-- Begin RECORDS PROVIDED --
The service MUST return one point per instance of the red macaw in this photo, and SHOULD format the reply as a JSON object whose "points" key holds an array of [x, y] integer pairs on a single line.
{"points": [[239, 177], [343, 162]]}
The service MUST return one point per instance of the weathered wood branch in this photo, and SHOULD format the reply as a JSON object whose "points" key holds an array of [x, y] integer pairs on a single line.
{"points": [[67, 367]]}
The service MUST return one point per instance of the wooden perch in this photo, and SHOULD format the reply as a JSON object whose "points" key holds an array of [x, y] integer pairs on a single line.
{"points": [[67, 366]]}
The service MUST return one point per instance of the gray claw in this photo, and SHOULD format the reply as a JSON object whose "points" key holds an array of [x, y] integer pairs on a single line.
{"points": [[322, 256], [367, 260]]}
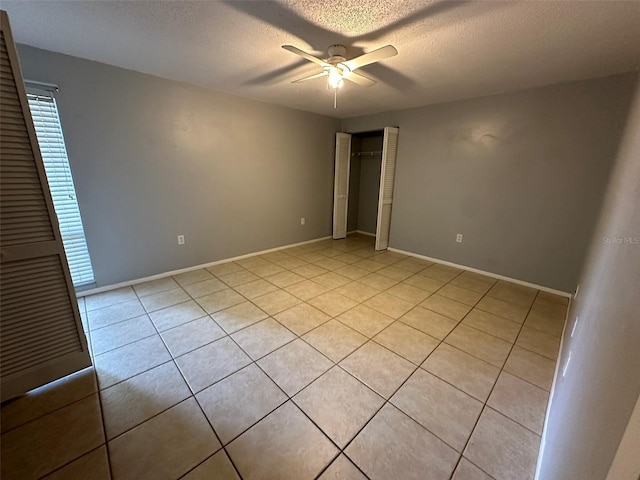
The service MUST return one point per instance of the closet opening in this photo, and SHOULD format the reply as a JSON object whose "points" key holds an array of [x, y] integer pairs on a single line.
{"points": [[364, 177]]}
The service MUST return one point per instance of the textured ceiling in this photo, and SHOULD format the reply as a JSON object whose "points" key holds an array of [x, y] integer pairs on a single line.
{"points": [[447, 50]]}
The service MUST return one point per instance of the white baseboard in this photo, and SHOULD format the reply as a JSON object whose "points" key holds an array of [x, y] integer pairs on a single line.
-- End RECORDS PROVIDED --
AIM OF THE EXERCISE: Switch "photo" to "image" and write out again everything from the line that contains "The service MUST return one point per instance of the wooden" down to the end of the entries, with all else unchanged and the pictures left out.

SOLUTION TO THE EXERCISE:
The service MUST return one point per instance of the wooden perch in this image, and SHOULD format the reply as a JSON object whose "points" key holds an array of [x, y] integer pairs on a single line.
{"points": [[67, 366]]}
The service MUST return one point per instance of the gray claw in this image, and SHOULD format the reply as a JSON object whose "points" key holds an array of [x, y] integer pairs on a single line.
{"points": [[322, 256], [367, 260]]}
The service MUST return one point per instance of the closet opening in this image, and SHOULD format the reply as a JSON object whose "points" key holds an array of [x, y] integer pairs on a single line.
{"points": [[364, 177]]}
The service MUST return one point per instance of the textured ceiling in this image, and SHOULD format the reply as a JSON object whose "points" key holds an array of [x, y] integer pairs on a single line.
{"points": [[447, 50]]}
The service MUST return one point per instance of the white baseboard in this image, and SHOULD format the reply as a JSON object whose "points" key holds an array of [x, y] integer pairs on a single line.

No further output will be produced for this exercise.